_WORK INSTRUCTION 1_
In the news release about tribal knowledge and climate change, how many articles does the special issue of Climatic Change include?
_WORK INSTRUCTION 2_
Please set down, word for word, the part of the news release starting at "New England's Native" and ending at "meeting Nov. 4- 5.".

News Release

Native tribes' traditional knowledge can help US adapt to climate change

Dartmouth, other researchers explore global warming's ecological, cultural, health impacts on indigenous peoples

Peer-Reviewed Publication

Dartmouth College

New England's Native tribes, whose sustainable ways of farming, forestry, hunting and land and water management were devastated by European colonists four centuries ago, can help modern America adapt to climate change.

That's the conclusion of more than 50 researchers at Dartmouth and elsewhere in a special issue of the journal Climatic Change. It is the first time a peer-reviewed journal has focused exclusively on climate change's impacts on U.S. tribes and how they are responding to the changing environments. Dartmouth also will host an Indigenous Peoples Climate Change Working Group meeting Nov. 4- 5.

The special issue, which includes 13 articles, concludes that tribes' traditional ecological knowledge can play a key role in developing scientific solutions to adapt to the impacts. "The partnerships between tribal peoples and their non-tribal research allies give us a model for responsible and respectful international collaboration," the authors say.

Dartmouth assistant professors Nicholas Reo and Angela Parker, whose article is titled "Re-thinking colonialism to prepare for the impacts of rapid environmental change," said New England settlers created a cascade of environmental and human changes that spread across North America, including human diseases, invasive species, deforestation and overharvest.

The researchers identified social and ecological tipping points and feedback loops that amplify and mitigate environmental change. For example, prior to the arrival of Europeans, old growth deciduous forests were rich with animal and plant resources and covered more than 80 percent of New England. Native peoples helped to sustain this bountiful biodiversity for centuries through their land practices.

"But when indigenous communities were decimated by disease and eventually alienated from their known environments, land tenure innovations based on deep, local ecological knowledge, disappeared," the researchers say. "Colonists, and their extractive systems aimed at key animal and plant species, became the new shapers of cultural landscapes. Rapid ecological degradation subsequently ensued, and New Englanders created a difficult project of stewarding a far less resilient landscape without help from indigenous land managers who would have known best how to enact ecological restoration measures."

Today's tribal members who work with natural resources, such as fisherman, farmers and land managers, can play key roles in devising local and regional strategies to adapt to climate change, the researchers say.

_INPUT DATA_
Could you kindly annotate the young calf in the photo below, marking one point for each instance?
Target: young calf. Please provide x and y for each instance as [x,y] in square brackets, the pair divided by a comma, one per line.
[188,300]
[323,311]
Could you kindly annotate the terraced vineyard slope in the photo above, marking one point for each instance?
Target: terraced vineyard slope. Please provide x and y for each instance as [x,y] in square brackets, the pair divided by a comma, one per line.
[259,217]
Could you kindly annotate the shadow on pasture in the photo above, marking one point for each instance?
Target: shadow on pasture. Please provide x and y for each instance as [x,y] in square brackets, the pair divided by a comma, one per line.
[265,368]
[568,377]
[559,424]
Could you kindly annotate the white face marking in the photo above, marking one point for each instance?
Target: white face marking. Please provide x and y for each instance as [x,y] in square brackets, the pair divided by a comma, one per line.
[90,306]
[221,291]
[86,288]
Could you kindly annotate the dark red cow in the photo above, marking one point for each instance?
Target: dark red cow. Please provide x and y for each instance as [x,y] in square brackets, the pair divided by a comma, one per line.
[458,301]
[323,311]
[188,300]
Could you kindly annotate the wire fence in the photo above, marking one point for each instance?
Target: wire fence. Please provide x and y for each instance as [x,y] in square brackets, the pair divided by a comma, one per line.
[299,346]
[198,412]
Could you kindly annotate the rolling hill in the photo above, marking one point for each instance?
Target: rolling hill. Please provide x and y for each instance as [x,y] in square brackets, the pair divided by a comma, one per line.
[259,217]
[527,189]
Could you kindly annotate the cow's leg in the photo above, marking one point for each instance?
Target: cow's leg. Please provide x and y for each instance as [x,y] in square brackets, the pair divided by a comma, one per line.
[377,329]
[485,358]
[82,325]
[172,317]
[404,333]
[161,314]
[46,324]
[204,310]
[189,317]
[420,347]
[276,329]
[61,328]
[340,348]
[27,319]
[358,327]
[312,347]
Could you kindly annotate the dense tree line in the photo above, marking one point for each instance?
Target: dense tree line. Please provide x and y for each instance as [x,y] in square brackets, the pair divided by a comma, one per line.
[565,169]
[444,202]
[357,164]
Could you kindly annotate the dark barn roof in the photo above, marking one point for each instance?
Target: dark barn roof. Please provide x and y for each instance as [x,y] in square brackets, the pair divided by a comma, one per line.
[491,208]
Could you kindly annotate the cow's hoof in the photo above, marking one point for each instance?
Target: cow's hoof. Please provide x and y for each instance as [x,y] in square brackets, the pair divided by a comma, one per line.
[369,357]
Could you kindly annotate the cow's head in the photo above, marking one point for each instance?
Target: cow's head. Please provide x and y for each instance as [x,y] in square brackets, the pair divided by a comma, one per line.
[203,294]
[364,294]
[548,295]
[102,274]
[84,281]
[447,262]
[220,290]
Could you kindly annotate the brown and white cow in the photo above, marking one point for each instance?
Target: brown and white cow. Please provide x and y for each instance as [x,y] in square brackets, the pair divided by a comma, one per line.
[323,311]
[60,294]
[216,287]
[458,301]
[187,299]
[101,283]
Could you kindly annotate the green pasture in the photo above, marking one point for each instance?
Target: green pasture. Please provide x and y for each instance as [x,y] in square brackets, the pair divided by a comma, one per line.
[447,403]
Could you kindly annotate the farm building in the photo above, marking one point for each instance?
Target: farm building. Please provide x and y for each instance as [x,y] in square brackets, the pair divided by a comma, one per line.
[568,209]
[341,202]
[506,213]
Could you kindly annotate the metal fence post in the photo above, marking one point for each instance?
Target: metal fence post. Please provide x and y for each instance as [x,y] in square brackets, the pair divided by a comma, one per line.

_ANSWER BOX 1_
The special issue includes 13 articles.

_ANSWER BOX 2_
New England's Native tribes, whose sustainable ways of farming, forestry, hunting and land and water management were devastated by European colonists four centuries ago, can help modern America adapt to climate change.

That's the conclusion of more than 50 researchers at Dartmouth and elsewhere in a special issue of the journal Climatic Change. It is the first time a peer-reviewed journal has focused exclusively on climate change's impacts on U.S. tribes and how they are responding to the changing environments. Dartmouth also will host an Indigenous Peoples Climate Change Working Group meeting Nov. 4- 5.